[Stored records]
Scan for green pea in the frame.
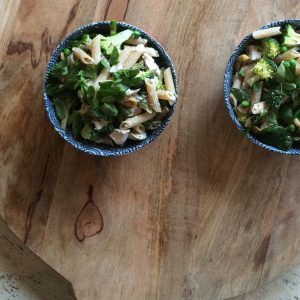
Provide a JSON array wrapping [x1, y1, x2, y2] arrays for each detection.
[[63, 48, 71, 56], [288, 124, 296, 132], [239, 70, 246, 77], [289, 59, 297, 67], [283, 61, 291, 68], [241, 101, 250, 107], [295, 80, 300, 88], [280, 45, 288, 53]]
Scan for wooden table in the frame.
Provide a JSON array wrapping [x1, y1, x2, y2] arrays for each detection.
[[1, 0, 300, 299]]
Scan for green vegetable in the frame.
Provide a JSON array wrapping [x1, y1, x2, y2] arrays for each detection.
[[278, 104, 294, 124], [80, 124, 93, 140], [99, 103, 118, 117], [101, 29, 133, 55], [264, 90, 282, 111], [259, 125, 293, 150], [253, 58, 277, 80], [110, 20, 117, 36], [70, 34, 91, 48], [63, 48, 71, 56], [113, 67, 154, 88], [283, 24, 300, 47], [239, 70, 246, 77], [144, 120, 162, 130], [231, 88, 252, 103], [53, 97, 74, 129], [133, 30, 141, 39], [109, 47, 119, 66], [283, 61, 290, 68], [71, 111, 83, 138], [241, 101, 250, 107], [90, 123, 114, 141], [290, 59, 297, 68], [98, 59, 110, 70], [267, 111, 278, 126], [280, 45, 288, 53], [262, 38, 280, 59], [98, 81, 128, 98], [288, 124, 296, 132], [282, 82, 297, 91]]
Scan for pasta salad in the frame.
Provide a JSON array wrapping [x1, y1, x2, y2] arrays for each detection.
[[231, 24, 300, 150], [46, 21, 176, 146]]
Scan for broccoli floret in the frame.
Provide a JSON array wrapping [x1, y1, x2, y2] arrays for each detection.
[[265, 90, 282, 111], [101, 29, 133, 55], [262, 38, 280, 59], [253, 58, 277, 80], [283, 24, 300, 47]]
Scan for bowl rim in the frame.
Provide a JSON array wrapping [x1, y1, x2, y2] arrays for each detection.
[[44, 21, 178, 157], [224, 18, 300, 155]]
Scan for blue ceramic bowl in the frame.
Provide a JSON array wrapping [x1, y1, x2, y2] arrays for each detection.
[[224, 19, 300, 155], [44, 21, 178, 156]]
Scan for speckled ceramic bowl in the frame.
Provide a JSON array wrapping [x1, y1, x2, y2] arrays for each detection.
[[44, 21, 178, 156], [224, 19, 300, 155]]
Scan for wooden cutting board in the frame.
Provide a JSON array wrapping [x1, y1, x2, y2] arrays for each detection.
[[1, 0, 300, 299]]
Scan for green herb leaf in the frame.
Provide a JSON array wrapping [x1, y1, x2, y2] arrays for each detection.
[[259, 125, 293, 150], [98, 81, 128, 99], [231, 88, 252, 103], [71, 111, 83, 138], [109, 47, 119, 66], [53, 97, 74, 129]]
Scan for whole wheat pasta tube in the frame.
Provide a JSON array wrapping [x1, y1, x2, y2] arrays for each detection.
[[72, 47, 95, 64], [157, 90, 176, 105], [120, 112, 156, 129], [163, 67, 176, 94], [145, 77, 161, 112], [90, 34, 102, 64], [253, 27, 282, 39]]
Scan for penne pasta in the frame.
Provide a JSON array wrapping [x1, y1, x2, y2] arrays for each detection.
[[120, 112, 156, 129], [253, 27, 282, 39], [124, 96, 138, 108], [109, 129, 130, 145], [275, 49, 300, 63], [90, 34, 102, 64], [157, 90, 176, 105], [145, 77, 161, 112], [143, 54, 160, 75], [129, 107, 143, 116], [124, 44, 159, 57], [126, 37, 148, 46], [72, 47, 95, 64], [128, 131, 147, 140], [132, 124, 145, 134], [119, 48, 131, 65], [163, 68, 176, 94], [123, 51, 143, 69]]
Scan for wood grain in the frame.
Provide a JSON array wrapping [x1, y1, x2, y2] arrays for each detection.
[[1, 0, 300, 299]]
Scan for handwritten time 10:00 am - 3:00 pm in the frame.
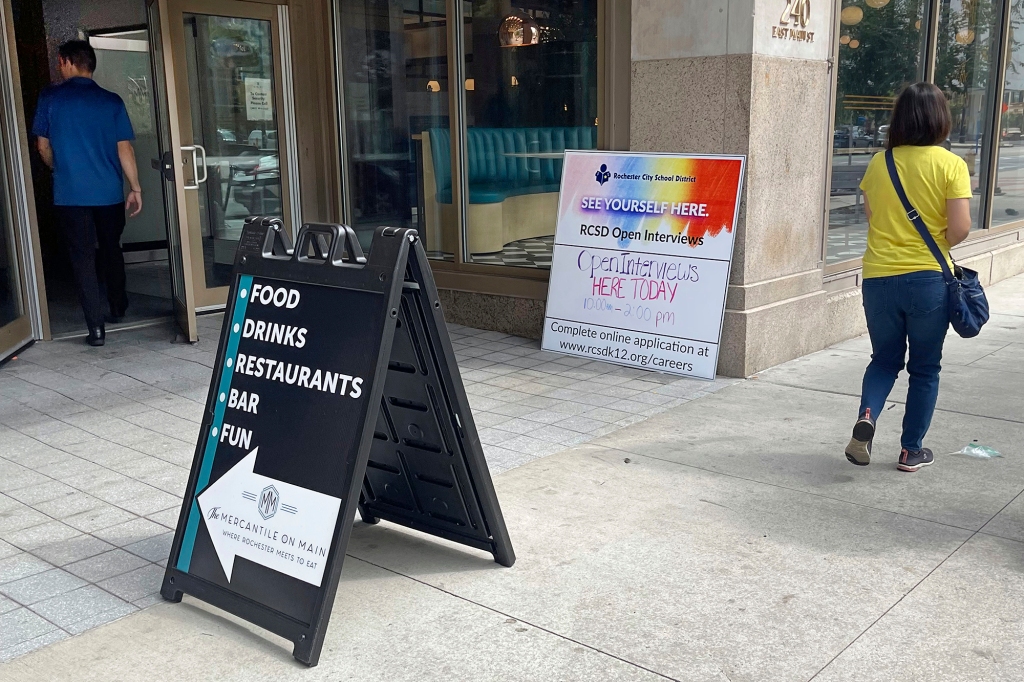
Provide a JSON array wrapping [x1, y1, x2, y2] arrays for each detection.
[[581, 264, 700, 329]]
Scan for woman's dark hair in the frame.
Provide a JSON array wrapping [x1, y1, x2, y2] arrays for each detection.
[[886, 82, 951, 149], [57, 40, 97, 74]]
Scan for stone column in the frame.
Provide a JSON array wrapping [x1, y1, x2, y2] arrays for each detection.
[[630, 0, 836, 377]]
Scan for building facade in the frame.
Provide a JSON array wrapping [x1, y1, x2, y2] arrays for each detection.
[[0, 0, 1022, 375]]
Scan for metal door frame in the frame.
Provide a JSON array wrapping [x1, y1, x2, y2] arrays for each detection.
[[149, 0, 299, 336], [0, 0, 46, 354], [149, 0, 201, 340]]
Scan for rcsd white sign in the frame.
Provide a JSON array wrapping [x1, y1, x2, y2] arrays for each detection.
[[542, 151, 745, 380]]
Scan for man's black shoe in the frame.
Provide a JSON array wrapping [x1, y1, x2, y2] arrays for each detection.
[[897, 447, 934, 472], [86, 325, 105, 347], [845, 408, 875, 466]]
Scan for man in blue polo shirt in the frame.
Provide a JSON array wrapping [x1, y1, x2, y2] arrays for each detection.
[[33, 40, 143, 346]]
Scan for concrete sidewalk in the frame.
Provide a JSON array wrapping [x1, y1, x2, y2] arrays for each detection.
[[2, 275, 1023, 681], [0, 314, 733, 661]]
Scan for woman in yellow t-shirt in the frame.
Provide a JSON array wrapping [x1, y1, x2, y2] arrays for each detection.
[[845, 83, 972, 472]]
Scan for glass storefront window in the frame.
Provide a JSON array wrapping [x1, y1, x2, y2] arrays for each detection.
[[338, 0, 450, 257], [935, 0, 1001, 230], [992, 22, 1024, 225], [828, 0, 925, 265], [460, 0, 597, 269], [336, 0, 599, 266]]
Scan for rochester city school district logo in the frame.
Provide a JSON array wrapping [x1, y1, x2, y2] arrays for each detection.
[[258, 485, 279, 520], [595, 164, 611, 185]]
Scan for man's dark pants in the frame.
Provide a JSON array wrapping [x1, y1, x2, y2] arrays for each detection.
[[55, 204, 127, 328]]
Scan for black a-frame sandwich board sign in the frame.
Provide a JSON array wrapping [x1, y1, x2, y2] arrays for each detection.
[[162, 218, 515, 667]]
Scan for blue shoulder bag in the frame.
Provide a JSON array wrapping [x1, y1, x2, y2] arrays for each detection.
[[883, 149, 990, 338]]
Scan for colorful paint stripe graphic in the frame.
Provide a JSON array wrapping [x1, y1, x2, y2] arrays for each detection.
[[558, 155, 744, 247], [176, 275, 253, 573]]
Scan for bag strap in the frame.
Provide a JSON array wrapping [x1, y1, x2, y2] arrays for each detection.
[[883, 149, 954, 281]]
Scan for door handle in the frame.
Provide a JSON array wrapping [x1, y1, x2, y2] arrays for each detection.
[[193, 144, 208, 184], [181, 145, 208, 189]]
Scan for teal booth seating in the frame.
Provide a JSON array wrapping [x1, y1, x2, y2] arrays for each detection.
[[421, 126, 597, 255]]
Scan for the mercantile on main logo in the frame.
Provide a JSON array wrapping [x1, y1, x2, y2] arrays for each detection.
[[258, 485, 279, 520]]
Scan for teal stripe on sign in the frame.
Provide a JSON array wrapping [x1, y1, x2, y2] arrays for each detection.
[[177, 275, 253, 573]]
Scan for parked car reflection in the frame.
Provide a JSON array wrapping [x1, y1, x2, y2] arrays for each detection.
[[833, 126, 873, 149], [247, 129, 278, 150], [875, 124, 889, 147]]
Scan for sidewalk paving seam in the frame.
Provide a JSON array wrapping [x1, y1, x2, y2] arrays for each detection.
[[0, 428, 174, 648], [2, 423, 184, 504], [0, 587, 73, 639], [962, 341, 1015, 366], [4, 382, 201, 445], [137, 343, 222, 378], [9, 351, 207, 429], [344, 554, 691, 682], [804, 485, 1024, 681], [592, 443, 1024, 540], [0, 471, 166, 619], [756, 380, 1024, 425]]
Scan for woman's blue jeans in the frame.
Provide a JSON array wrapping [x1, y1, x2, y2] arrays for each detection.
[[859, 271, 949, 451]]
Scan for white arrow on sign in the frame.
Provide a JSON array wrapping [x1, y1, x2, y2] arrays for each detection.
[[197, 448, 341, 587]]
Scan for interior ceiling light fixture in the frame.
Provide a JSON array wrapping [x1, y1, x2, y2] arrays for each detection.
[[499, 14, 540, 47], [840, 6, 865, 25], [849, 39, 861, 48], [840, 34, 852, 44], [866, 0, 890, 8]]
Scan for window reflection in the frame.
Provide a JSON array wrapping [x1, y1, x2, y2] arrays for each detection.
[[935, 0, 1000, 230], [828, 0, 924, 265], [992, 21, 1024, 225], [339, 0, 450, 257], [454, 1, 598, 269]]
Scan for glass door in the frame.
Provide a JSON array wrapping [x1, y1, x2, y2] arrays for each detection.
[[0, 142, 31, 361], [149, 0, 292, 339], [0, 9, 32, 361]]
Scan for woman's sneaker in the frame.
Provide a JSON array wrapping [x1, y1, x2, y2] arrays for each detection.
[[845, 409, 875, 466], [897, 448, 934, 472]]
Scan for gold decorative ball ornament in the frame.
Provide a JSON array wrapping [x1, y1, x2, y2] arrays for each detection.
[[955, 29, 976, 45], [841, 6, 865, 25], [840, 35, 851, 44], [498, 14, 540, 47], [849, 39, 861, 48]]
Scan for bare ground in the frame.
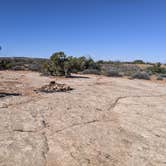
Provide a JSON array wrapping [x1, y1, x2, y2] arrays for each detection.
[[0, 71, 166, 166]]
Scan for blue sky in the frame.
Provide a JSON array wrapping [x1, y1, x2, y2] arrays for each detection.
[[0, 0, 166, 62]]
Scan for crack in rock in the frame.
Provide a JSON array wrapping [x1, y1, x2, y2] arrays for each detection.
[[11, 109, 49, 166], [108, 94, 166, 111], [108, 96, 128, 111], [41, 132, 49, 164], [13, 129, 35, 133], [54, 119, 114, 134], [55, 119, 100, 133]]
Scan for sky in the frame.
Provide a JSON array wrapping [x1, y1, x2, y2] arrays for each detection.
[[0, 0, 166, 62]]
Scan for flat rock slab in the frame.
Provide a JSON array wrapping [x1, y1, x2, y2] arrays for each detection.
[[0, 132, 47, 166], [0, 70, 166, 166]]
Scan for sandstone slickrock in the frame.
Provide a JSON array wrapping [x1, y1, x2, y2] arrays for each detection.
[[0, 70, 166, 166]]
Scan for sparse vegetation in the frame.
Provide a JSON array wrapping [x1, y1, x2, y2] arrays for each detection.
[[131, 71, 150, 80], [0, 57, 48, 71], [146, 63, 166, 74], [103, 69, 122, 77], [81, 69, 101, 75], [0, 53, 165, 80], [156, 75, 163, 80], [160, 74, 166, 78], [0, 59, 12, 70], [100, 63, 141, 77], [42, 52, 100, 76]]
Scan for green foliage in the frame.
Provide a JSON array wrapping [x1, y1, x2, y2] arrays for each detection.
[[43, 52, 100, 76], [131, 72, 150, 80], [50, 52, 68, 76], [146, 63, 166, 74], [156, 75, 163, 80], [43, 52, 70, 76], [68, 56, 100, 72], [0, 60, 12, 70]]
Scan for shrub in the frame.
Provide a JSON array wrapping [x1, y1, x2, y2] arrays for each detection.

__REQUIRED WORK__
Would you copy, unchanged, the stretch of the records above that begins at the line containing "Scan for sidewalk paving seam in the frame." and ends at the line containing "Scan for gold", and only that?

__RESPONSE BELOW__
Scan for sidewalk paving seam in the frame.
Provide a JSON array wrapping [x1, y1, x2, y2] arrays for each detection.
[[0, 428, 174, 648], [2, 423, 184, 504], [0, 587, 73, 639], [962, 341, 1015, 366], [4, 382, 201, 445], [137, 343, 222, 378], [9, 351, 207, 429], [344, 554, 691, 682], [804, 485, 1024, 681], [592, 443, 1024, 540], [0, 471, 166, 619], [756, 380, 1024, 425]]
Scan for woman's blue jeans in the frame.
Provide a JSON array wrapping [x1, y1, x2, y2] arrays for each detection.
[[859, 271, 949, 451]]
Scan for white arrow on sign in the frame.
Provide a JSON array wrapping [x1, y1, x2, y2] arrays for each detection.
[[197, 448, 341, 587]]
Scan for interior ceiling light fixture in the frame.
Provide a JSON array wrapping [x1, y1, x2, y2] arrays for each detection.
[[499, 14, 540, 47], [840, 6, 865, 25], [849, 39, 861, 48], [840, 34, 852, 44], [866, 0, 890, 8]]
Scan for window reflection in the frame.
Provide a JSON array wrapping [x1, y1, x2, y2] arrays for each detection.
[[935, 0, 1000, 230], [828, 0, 924, 265], [992, 21, 1024, 225], [339, 0, 450, 257], [454, 1, 598, 269]]
Scan for glass door in the frame.
Provide a JSON array wrapping [x1, y1, x2, y2] arrays for each detection.
[[0, 142, 31, 361], [149, 0, 292, 339], [0, 9, 32, 361]]
Scan for woman's sneaker in the frame.
Provide a JSON array wrapping [x1, y1, x2, y2] arrays for each detection.
[[845, 409, 875, 466], [897, 448, 934, 472]]
Scan for gold decorative ball ornament in the frame.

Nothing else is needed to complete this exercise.